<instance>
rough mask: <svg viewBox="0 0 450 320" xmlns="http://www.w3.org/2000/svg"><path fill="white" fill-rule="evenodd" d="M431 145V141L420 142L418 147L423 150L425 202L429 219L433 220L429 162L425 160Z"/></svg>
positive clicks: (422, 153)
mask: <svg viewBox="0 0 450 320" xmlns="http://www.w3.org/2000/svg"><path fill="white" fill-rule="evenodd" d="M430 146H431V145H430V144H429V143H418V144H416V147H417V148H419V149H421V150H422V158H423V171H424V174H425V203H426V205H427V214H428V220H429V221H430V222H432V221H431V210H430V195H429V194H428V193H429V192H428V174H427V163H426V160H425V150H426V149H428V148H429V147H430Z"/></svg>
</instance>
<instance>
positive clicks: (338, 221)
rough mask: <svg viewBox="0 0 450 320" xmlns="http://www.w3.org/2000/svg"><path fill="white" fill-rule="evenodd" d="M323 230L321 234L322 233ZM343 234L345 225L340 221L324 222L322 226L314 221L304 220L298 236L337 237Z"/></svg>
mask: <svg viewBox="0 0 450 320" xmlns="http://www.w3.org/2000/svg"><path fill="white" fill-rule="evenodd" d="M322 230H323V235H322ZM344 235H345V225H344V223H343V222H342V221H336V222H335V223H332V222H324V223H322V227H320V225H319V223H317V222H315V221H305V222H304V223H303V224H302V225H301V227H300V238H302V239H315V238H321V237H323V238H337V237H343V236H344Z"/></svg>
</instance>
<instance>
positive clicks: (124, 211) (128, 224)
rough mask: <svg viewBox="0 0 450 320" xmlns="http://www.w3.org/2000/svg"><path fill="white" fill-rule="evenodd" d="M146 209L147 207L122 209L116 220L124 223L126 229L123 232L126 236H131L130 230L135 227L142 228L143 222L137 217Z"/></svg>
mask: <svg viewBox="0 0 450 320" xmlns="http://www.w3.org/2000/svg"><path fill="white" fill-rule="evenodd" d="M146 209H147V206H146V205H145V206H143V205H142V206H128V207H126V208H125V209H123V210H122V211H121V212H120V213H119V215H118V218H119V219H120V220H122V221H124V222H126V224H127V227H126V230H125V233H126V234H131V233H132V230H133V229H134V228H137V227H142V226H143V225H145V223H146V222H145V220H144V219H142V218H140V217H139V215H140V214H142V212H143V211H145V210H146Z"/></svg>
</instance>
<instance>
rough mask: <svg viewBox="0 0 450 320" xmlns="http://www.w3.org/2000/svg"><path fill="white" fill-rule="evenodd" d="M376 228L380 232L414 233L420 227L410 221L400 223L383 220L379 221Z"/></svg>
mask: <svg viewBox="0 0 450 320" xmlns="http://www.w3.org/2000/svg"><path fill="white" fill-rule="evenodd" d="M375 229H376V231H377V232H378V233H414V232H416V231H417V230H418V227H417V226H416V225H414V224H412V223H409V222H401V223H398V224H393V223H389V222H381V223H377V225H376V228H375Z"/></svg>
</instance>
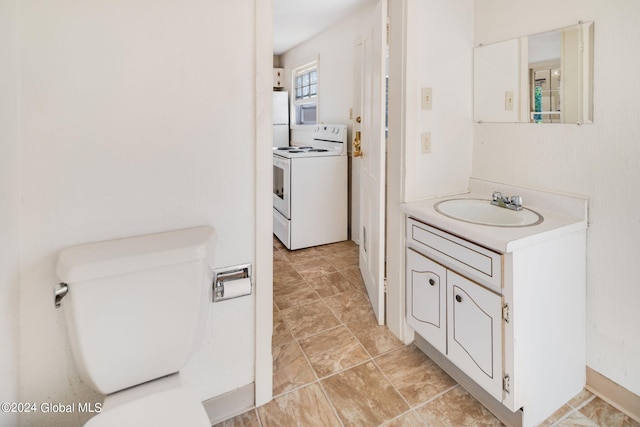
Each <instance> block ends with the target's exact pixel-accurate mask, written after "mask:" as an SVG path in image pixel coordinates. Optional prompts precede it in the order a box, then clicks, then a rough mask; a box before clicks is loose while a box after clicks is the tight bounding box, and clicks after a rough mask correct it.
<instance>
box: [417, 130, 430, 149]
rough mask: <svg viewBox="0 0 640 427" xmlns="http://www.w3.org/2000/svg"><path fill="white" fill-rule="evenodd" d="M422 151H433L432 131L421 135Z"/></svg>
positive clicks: (420, 148)
mask: <svg viewBox="0 0 640 427" xmlns="http://www.w3.org/2000/svg"><path fill="white" fill-rule="evenodd" d="M420 152H421V153H422V154H430V153H431V132H424V133H422V134H421V135H420Z"/></svg>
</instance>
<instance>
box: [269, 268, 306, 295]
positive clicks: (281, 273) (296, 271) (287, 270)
mask: <svg viewBox="0 0 640 427" xmlns="http://www.w3.org/2000/svg"><path fill="white" fill-rule="evenodd" d="M302 280H304V279H303V278H302V276H301V275H300V273H298V272H297V271H296V270H295V269H294V268H293V266H292V265H291V264H287V265H286V266H282V267H279V268H278V269H277V270H275V269H274V271H273V289H274V290H275V289H277V288H278V287H279V286H283V285H286V284H288V283H291V282H300V281H302Z"/></svg>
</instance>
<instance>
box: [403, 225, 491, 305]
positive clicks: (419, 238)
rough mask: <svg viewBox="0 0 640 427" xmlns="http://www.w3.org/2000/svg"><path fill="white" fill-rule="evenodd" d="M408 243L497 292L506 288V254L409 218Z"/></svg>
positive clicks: (426, 254)
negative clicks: (504, 261) (485, 246)
mask: <svg viewBox="0 0 640 427" xmlns="http://www.w3.org/2000/svg"><path fill="white" fill-rule="evenodd" d="M407 244H408V245H409V246H410V247H412V248H414V249H415V250H417V251H418V252H421V253H423V254H424V255H427V256H429V258H431V259H433V260H435V261H438V262H440V263H442V264H443V265H445V266H447V267H449V268H451V269H453V270H456V271H458V272H459V273H461V274H463V275H465V276H467V277H468V278H470V279H473V280H475V281H477V282H478V283H481V284H483V285H485V286H487V287H489V288H491V289H492V290H494V291H495V292H498V293H501V288H502V255H501V254H499V253H497V252H493V251H491V250H489V249H487V248H484V247H482V246H479V245H476V244H475V243H471V242H469V241H467V240H464V239H461V238H459V237H457V236H454V235H452V234H449V233H447V232H445V231H442V230H440V229H437V228H435V227H432V226H430V225H427V224H425V223H422V222H420V221H417V220H415V219H413V218H407Z"/></svg>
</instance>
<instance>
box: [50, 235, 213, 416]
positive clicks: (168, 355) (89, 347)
mask: <svg viewBox="0 0 640 427" xmlns="http://www.w3.org/2000/svg"><path fill="white" fill-rule="evenodd" d="M212 234H213V229H211V228H210V227H195V228H189V229H185V230H178V231H171V232H166V233H158V234H150V235H146V236H140V237H133V238H126V239H118V240H110V241H104V242H96V243H88V244H84V245H78V246H72V247H69V248H66V249H64V250H62V251H61V252H60V254H59V256H58V265H57V272H58V277H59V278H60V280H61V281H62V282H63V283H66V284H67V286H68V288H67V289H68V292H67V295H66V296H65V297H64V299H63V301H62V304H61V305H62V307H63V309H64V311H65V317H66V321H67V328H68V331H69V339H70V341H71V346H72V348H73V354H74V358H75V362H76V366H77V369H78V371H79V373H80V376H81V378H82V380H83V381H84V382H85V383H87V384H88V385H89V386H91V387H92V388H94V389H95V390H97V391H99V392H101V393H103V394H106V395H107V397H106V398H105V401H104V403H103V406H102V412H100V413H99V414H98V415H96V416H94V417H93V418H91V419H90V420H89V421H88V422H87V423H86V424H85V426H90V427H106V426H109V427H111V426H118V427H126V426H132V427H133V426H136V427H144V426H149V427H151V426H153V427H159V426H167V427H168V426H171V427H174V426H189V427H191V426H192V427H200V426H202V427H210V425H211V423H210V421H209V417H208V416H207V413H206V412H205V410H204V407H203V406H202V403H201V401H200V399H199V398H198V396H197V395H196V394H195V393H193V392H192V391H191V390H189V389H187V388H186V387H185V386H183V385H182V382H181V381H180V375H179V371H180V370H181V369H182V368H183V367H184V365H185V364H186V362H187V359H188V357H189V355H190V352H191V350H192V348H193V344H194V339H195V336H196V331H197V330H198V326H199V322H200V313H201V309H200V308H201V307H202V305H203V298H205V299H206V298H207V293H206V289H207V285H210V282H209V280H210V275H209V266H208V262H207V252H208V245H209V242H210V238H211V236H212Z"/></svg>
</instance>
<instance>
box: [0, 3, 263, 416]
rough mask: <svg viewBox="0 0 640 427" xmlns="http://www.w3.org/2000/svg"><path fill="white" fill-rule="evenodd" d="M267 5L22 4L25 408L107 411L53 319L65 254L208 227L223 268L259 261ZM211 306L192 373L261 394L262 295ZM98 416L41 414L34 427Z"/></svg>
mask: <svg viewBox="0 0 640 427" xmlns="http://www.w3.org/2000/svg"><path fill="white" fill-rule="evenodd" d="M254 7H255V5H254V2H253V1H252V0H241V1H235V2H226V1H202V0H197V1H193V2H189V3H188V4H186V3H184V2H179V1H170V2H162V3H157V2H154V1H151V0H141V1H136V2H130V1H124V0H116V1H111V2H98V3H96V2H89V3H87V2H82V1H78V0H62V1H58V2H55V3H43V2H37V1H33V0H26V1H23V2H21V3H20V18H19V23H18V25H19V36H20V61H21V63H20V79H21V82H20V127H19V133H20V143H21V153H20V155H21V157H22V170H21V181H22V197H23V202H22V215H21V219H22V230H23V240H22V262H23V268H22V282H21V291H22V294H21V302H20V309H21V318H20V319H21V322H22V330H21V353H20V354H21V367H20V371H21V381H20V383H21V394H20V399H21V400H22V401H28V402H61V403H70V402H82V401H97V400H99V399H100V398H101V397H100V396H97V395H96V394H95V393H93V392H91V391H90V390H88V388H87V387H86V386H85V385H84V384H83V383H82V382H81V381H80V379H79V378H78V375H77V373H76V370H75V367H74V363H73V360H72V358H71V353H70V347H69V343H68V339H67V335H66V329H65V325H64V319H63V311H62V310H56V309H54V306H53V300H52V287H53V286H54V284H55V283H56V282H57V278H56V274H55V261H56V254H57V252H58V251H59V250H60V249H62V248H64V247H66V246H68V245H72V244H76V243H83V242H88V241H96V240H101V239H110V238H116V237H121V236H129V235H136V234H143V233H150V232H157V231H162V230H169V229H176V228H181V227H189V226H194V225H199V224H210V225H212V226H213V227H214V228H215V230H216V241H215V250H214V254H213V256H214V258H213V266H214V267H223V266H228V265H233V264H239V263H244V262H253V258H254V249H255V244H254V242H255V228H254V227H255V215H254V212H255V195H256V194H255V184H254V183H255V167H256V159H255V140H256V136H255V127H254V125H253V124H254V122H255V117H256V114H255V104H256V98H255V97H256V95H255V92H254V89H255V81H256V77H255V67H256V66H255V43H256V41H255V40H256V35H255V18H254V16H255V10H254ZM4 8H5V6H4V4H3V12H4ZM3 19H4V18H3ZM2 27H3V28H4V26H2ZM5 51H6V49H4V48H3V50H2V53H3V56H4V55H5ZM1 108H3V110H4V109H7V108H8V109H9V110H11V108H12V105H11V103H9V104H8V105H5V104H4V103H3V104H1ZM3 136H4V135H3ZM10 149H11V148H10ZM3 154H4V147H3ZM9 154H12V153H9ZM2 157H3V160H2V161H3V167H2V171H3V172H2V174H3V178H4V175H5V168H4V162H5V159H4V156H2ZM15 157H16V156H15V154H12V158H15ZM8 163H9V164H8V166H10V168H9V169H15V163H16V162H15V161H13V160H12V161H10V162H8ZM9 173H10V174H11V175H10V176H9V178H11V181H12V182H14V184H12V189H13V192H14V193H15V192H16V191H15V187H16V184H15V181H16V179H15V177H14V175H15V173H13V172H9ZM14 221H15V220H14ZM3 227H4V224H3ZM14 259H15V257H12V258H10V261H8V262H10V263H13V262H15V261H14ZM3 263H4V260H3ZM3 266H4V264H3ZM14 270H15V269H14ZM14 276H15V275H12V276H11V277H14ZM3 278H4V277H3ZM1 292H3V294H2V296H4V294H5V293H6V292H7V290H6V289H5V288H4V287H3V289H2V291H1ZM3 300H4V298H3ZM209 307H210V313H209V314H208V319H207V321H208V323H207V328H208V332H209V335H208V336H207V338H206V340H205V342H204V344H203V346H202V347H201V348H200V349H199V351H198V352H197V353H196V354H195V357H194V359H193V360H192V361H191V363H190V364H189V366H188V367H187V368H186V370H185V375H184V378H185V381H186V382H187V383H190V384H192V385H194V386H195V387H196V389H197V390H198V391H199V393H200V396H201V398H202V399H203V400H204V399H207V398H210V397H213V396H216V395H219V394H221V393H224V392H226V391H229V390H232V389H235V388H237V387H240V386H243V385H245V384H249V383H251V382H252V381H253V373H254V362H255V360H254V354H255V349H254V300H253V297H250V298H243V299H238V300H234V301H229V302H226V303H221V304H215V305H209ZM220 325H224V327H220ZM14 332H15V331H14ZM3 339H4V336H3ZM4 353H5V351H4V345H3V354H4ZM14 366H15V364H14ZM3 383H4V381H3ZM85 418H86V415H85V416H83V415H80V414H70V415H64V414H42V413H38V414H35V415H31V416H28V417H25V418H24V420H23V423H22V424H23V425H48V426H74V425H80V424H81V423H82V422H83V421H84V420H85Z"/></svg>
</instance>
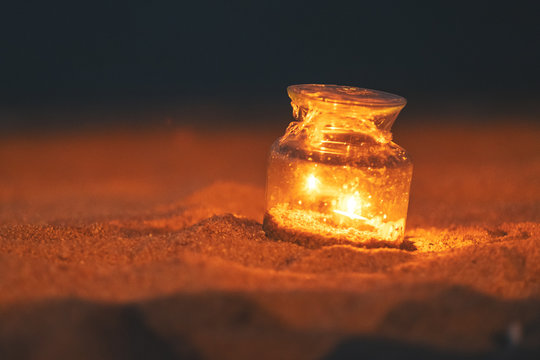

════

=== Work task ===
For this exercise, output exactly the lines above from the line with "box: [269, 268, 306, 295]" to the line with "box: [50, 235, 213, 416]", counting both, and leave out the rest.

=== Written answer ===
box: [269, 268, 306, 295]
positive clicks: (281, 273) (296, 271) (287, 270)
mask: <svg viewBox="0 0 640 427" xmlns="http://www.w3.org/2000/svg"><path fill="white" fill-rule="evenodd" d="M302 280H304V279H303V278H302V276H301V275H300V273H298V272H297V271H296V270H295V269H294V268H293V266H292V265H291V264H287V265H286V266H282V267H279V268H278V269H277V270H275V269H274V271H273V289H274V290H275V289H277V288H278V287H279V286H283V285H286V284H288V283H291V282H300V281H302Z"/></svg>
</instance>
<instance>
box: [403, 225, 491, 305]
positive clicks: (419, 238)
rough mask: <svg viewBox="0 0 640 427" xmlns="http://www.w3.org/2000/svg"><path fill="white" fill-rule="evenodd" d="M408 243L497 292L506 288V254L409 218Z"/></svg>
positive clicks: (426, 254)
negative clicks: (504, 261) (485, 246)
mask: <svg viewBox="0 0 640 427" xmlns="http://www.w3.org/2000/svg"><path fill="white" fill-rule="evenodd" d="M407 244H408V245H409V246H410V247H412V248H414V249H415V250H417V251H418V252H421V253H423V254H424V255H427V256H429V258H431V259H433V260H435V261H438V262H440V263H442V264H443V265H445V266H447V267H449V268H451V269H453V270H456V271H458V272H459V273H461V274H463V275H465V276H467V277H468V278H470V279H473V280H475V281H477V282H478V283H481V284H483V285H485V286H487V287H489V288H491V289H492V290H494V291H495V292H498V293H501V288H502V255H501V254H499V253H497V252H493V251H491V250H489V249H487V248H484V247H482V246H479V245H476V244H475V243H471V242H469V241H467V240H464V239H461V238H459V237H457V236H454V235H452V234H449V233H447V232H445V231H442V230H440V229H437V228H435V227H432V226H430V225H427V224H425V223H422V222H420V221H417V220H415V219H413V218H407Z"/></svg>
</instance>
<instance>
box: [50, 235, 213, 416]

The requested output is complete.